The couple gave evidence about their love and commitment to each other. The parties expressed their desire to be together and to have children. After many years of rejections, they have maintained contact and pursued the visa application.
The Tribunal questioned the couple about the substantial age difference. Both explained that this is not an issue for them and does not present as a point of contention between the couple. It is inappropriate for the Tribunal to bring morality into that desire and accepts that the couple has a genuine desire and plan to have children.
The Tribunal is satisfied that the parties are committed to one another, consistent with being in a genuine spousal relationship.
Any other circumstances of the relationship
There are no other circumstances.
Having considered the above matters, the Tribunal finds that the parties have a mutual commitment to a shared life to the exclusion of others, that they are in a genuine and continuing relationship, and that they live together or not separately and apart on a permanent basis. The sponsor is an Australian citizen. The Tribunal therefore finds that the requirements of cl 309.211(2) and cl 309.221 are met.
Given the findings above, the appropriate course is to remit the application for the visa to the Minister to consider the remaining criteria for a Subclass 309 visa.
════
Apply what you read:
1. Copy the tribunal decision word for word, beginning at the words "Given the findings" and stopping after "Subclass 309 visa.".
2. According to the tribunal decision, what is the sponsor's citizenship?
════
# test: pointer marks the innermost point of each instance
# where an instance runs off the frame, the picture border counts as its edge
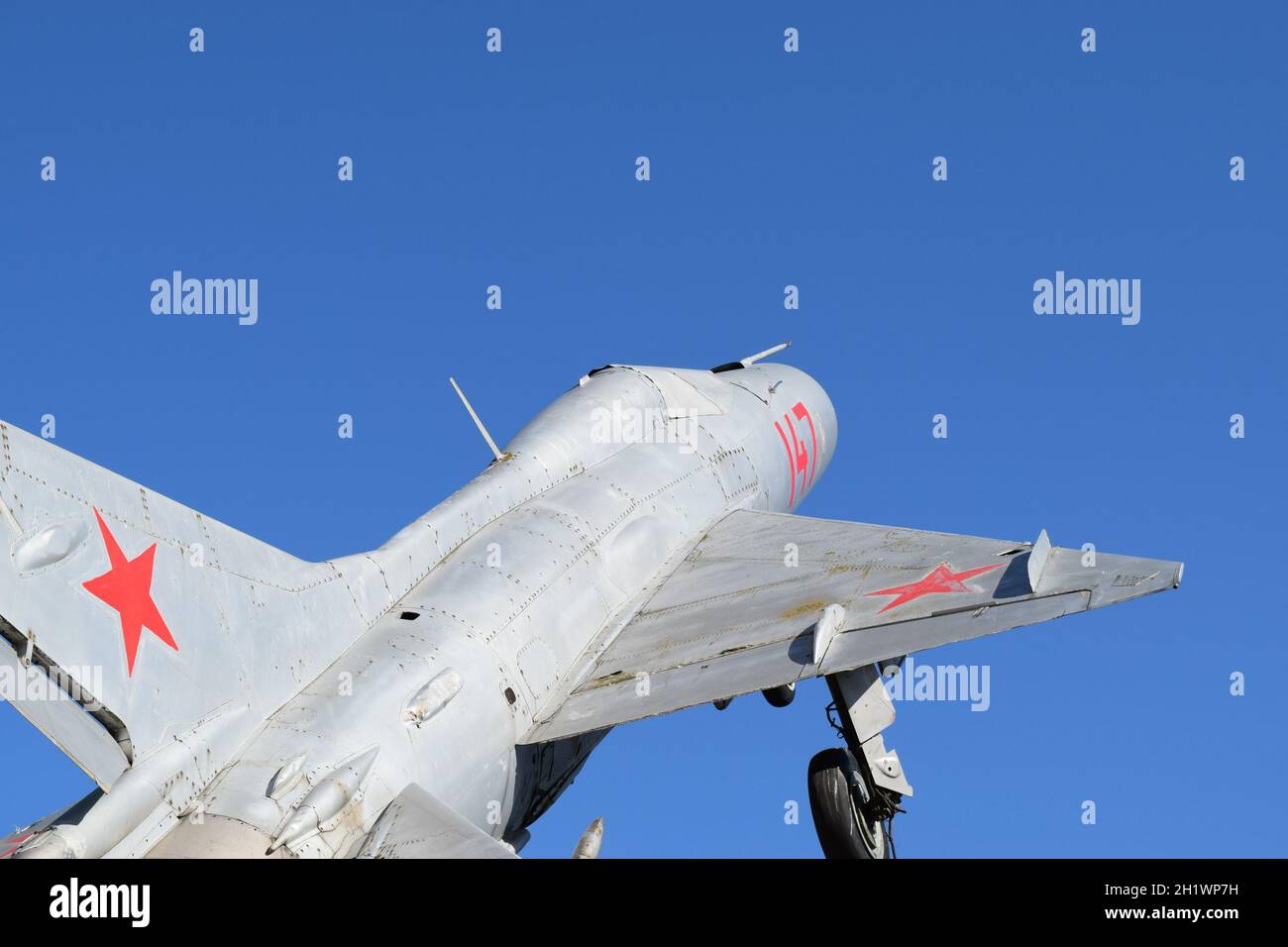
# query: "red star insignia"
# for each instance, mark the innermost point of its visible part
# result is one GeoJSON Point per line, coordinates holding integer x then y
{"type": "Point", "coordinates": [128, 587]}
{"type": "Point", "coordinates": [940, 579]}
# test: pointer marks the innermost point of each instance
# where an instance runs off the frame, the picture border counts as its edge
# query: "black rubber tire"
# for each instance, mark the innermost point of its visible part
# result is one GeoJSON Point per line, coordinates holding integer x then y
{"type": "Point", "coordinates": [781, 696]}
{"type": "Point", "coordinates": [835, 817]}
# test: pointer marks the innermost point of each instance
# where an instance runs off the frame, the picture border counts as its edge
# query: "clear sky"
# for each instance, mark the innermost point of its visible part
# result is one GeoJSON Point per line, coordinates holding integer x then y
{"type": "Point", "coordinates": [767, 169]}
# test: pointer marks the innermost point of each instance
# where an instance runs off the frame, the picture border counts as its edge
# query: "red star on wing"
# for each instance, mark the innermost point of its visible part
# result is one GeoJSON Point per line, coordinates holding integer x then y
{"type": "Point", "coordinates": [128, 587]}
{"type": "Point", "coordinates": [940, 579]}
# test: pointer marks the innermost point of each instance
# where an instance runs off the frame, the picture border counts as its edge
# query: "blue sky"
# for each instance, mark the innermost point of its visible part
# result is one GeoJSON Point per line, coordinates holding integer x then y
{"type": "Point", "coordinates": [768, 169]}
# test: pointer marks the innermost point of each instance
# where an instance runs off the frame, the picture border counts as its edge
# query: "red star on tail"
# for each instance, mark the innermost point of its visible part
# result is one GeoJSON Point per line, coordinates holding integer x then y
{"type": "Point", "coordinates": [128, 587]}
{"type": "Point", "coordinates": [940, 579]}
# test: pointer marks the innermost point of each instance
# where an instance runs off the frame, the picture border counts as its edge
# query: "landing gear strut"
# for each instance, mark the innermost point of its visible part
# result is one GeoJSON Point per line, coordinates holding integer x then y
{"type": "Point", "coordinates": [854, 791]}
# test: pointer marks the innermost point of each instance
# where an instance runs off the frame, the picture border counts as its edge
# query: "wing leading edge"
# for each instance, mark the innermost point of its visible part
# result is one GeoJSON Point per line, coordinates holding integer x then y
{"type": "Point", "coordinates": [755, 605]}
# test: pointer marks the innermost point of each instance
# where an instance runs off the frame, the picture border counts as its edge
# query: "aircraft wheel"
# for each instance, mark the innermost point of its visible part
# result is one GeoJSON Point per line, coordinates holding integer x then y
{"type": "Point", "coordinates": [781, 696]}
{"type": "Point", "coordinates": [842, 828]}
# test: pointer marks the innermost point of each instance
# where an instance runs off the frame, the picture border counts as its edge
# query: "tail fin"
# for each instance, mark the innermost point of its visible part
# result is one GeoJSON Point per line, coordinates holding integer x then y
{"type": "Point", "coordinates": [128, 620]}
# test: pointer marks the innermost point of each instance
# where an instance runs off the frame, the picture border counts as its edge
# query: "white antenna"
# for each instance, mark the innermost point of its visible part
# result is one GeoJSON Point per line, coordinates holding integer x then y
{"type": "Point", "coordinates": [477, 421]}
{"type": "Point", "coordinates": [767, 354]}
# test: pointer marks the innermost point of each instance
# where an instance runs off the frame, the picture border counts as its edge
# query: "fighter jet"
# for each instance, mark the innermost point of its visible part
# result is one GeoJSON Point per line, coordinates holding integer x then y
{"type": "Point", "coordinates": [632, 551]}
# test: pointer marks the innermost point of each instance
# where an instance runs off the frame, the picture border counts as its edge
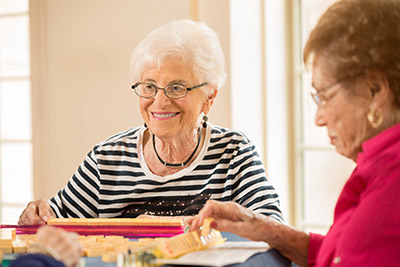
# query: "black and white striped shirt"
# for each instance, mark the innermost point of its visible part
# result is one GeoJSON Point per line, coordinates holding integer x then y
{"type": "Point", "coordinates": [114, 176]}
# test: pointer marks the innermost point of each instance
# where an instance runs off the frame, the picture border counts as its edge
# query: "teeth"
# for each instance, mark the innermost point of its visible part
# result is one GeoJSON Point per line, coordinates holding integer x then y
{"type": "Point", "coordinates": [167, 115]}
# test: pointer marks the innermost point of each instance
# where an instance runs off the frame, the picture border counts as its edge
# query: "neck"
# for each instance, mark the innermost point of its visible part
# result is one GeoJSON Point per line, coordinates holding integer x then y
{"type": "Point", "coordinates": [173, 155]}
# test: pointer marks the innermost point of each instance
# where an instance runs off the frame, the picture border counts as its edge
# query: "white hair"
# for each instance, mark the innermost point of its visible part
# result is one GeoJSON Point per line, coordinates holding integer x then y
{"type": "Point", "coordinates": [191, 41]}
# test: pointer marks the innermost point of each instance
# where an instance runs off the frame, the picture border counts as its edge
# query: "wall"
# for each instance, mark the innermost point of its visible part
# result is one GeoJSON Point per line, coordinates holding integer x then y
{"type": "Point", "coordinates": [80, 74]}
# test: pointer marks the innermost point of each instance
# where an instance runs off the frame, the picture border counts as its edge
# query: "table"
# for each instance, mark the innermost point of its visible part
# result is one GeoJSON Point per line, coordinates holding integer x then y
{"type": "Point", "coordinates": [270, 258]}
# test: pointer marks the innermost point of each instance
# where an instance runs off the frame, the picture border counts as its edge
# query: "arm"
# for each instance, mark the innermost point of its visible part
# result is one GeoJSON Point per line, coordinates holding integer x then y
{"type": "Point", "coordinates": [232, 217]}
{"type": "Point", "coordinates": [36, 212]}
{"type": "Point", "coordinates": [79, 199]}
{"type": "Point", "coordinates": [250, 186]}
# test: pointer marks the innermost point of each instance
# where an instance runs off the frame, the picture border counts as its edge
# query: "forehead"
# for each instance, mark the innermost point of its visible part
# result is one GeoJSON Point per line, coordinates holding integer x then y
{"type": "Point", "coordinates": [170, 70]}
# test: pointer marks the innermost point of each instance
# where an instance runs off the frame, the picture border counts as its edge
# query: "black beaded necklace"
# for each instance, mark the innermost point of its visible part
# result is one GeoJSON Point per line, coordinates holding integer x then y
{"type": "Point", "coordinates": [177, 164]}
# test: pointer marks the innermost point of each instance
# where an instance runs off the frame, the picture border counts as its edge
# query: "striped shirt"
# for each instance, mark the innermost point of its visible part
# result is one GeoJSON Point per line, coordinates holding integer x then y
{"type": "Point", "coordinates": [114, 179]}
════
Answers to each task:
1.
Given the findings above, the appropriate course is to remit the application for the visa to the Minister to consider the remaining criteria for a Subclass 309 visa.

2. The sponsor is an Australian citizen.